═════ Potongan teks

Kemudian Stiglitz, Sen &
Fitoussi (2011:77-98) menyebutkan ada beberapa bidang yang terkait dengan
kualitas hidup, diantaranya yaitu : kesehatan, pendidikan, aktivitas personal,
hak suara politik dan tata kelola pemerintahan, koneksi sosial, kondisi
lingkungan, serta ketidakamanan pribadi. Karena penelitian ini terkait dengan
pendidikan maka penulis hanya akan membahas pendidikan.
Lebih lanjut terkait pendidikan,
Stiglitz, Sen & Fitoussi mengatakan bahwa pendidikan penting bagi kualitas
hidup, terlepas dampaknya pada pendapatan dan produktivitas masyarakat, dimana
masyarakat yang lebih terdidik pada umumnya memiliki status kesehatan yang
lebih baik, pengangguran yang lebih sedikit, koneksi sosial yang lebih banyak,
dan keterlibatan yang lebih besar dalam kehidupan sipil dan politik.

══════════
═════ Bahan yang tersedia

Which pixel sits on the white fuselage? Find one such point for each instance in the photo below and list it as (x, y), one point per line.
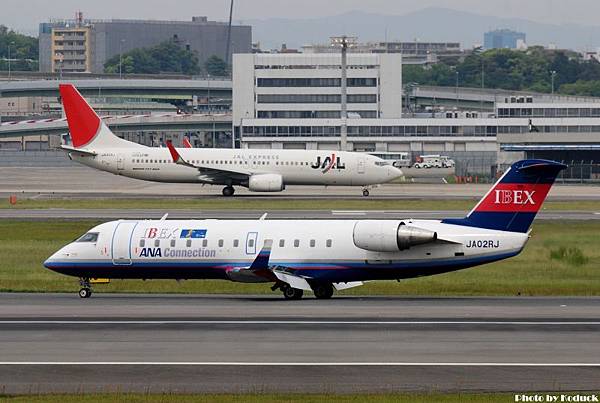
(324, 250)
(296, 167)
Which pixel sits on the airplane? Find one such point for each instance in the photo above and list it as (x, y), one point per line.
(94, 145)
(313, 255)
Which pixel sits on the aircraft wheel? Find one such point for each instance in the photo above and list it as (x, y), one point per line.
(228, 191)
(323, 291)
(292, 293)
(85, 292)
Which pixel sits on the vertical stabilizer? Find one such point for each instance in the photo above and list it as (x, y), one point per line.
(513, 202)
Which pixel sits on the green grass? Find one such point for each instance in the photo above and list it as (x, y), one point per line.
(25, 245)
(218, 203)
(273, 398)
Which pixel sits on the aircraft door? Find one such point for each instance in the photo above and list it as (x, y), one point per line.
(361, 165)
(121, 243)
(120, 162)
(251, 240)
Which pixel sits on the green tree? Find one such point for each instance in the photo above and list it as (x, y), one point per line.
(23, 50)
(166, 57)
(215, 66)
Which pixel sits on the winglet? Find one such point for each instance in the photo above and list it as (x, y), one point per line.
(83, 122)
(262, 259)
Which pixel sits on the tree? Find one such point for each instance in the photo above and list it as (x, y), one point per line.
(166, 57)
(215, 66)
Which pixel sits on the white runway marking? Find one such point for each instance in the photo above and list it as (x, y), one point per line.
(348, 212)
(310, 364)
(292, 322)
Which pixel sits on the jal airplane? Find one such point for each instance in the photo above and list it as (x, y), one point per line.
(94, 145)
(317, 256)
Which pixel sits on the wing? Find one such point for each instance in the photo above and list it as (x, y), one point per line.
(206, 173)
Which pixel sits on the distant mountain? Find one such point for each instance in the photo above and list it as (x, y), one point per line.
(430, 24)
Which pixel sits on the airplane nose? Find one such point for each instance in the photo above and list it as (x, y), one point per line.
(394, 173)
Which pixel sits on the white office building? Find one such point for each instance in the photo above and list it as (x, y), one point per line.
(298, 86)
(293, 102)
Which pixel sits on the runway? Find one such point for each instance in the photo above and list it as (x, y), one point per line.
(84, 182)
(115, 214)
(59, 343)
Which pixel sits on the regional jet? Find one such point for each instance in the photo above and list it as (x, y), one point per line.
(310, 255)
(94, 145)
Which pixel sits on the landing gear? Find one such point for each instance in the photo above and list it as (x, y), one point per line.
(323, 291)
(228, 191)
(85, 293)
(86, 288)
(292, 293)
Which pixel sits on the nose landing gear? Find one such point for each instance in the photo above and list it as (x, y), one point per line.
(323, 290)
(228, 191)
(86, 288)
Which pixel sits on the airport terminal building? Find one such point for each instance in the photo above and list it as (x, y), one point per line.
(293, 102)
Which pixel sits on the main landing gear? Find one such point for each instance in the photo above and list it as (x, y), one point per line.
(228, 191)
(321, 291)
(86, 288)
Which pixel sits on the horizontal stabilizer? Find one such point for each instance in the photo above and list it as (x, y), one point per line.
(346, 286)
(78, 150)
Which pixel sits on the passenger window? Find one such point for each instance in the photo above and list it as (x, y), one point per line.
(89, 237)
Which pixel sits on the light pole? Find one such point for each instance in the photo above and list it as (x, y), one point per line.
(9, 57)
(344, 42)
(456, 106)
(208, 97)
(121, 58)
(482, 84)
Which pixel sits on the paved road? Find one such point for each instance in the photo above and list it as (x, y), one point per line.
(57, 342)
(113, 214)
(83, 182)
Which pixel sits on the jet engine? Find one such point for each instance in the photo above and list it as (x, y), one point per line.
(266, 183)
(389, 236)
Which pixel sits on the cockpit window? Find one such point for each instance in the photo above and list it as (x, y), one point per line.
(89, 237)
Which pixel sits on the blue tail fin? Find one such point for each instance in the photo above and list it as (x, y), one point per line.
(513, 202)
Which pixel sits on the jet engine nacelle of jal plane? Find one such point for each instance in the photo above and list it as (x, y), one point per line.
(268, 170)
(319, 256)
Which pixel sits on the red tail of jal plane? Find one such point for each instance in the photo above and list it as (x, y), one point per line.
(85, 126)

══════════

## Soal
Teruskan tulisan tentang pendidikan dan kualitas hidup di atas, mulai dari sesudah kalimat terakhirnya.

## Jawaban yang diharapkan
(2011:80-81)
Indikator pendidikan yang tersedia
sekarang meliputi beragam bidang. Beberapa mengacu pada input (tingkat
pendaftaran sekolah, anggaran pendidikan, dan sumber daya sekolah), sementara
yang lain mengacu pada throughput dan output (tingkat kelulusan,
lamanya tahun bersekolah, pengukuran berbasis tes standar atas tingkat melek
huruf dan melek angka). Mana di antara indikator-indikator ini yang yang lebih
relevan bergantung pada taraf pembangunan suatu negara dan pada tujuan proses
evaluasi itu sendiri. (2011:81)
Sebagian indikator yang paling
relevan untuk mengkaji dampak pendidikan terhadap kualitas hidup adalah ukuran
kompetensi seseorang, yang mengukur pendidikan dan outcome lain yang
penting bagi kualitas hidup di tingkat individu. (2011:82)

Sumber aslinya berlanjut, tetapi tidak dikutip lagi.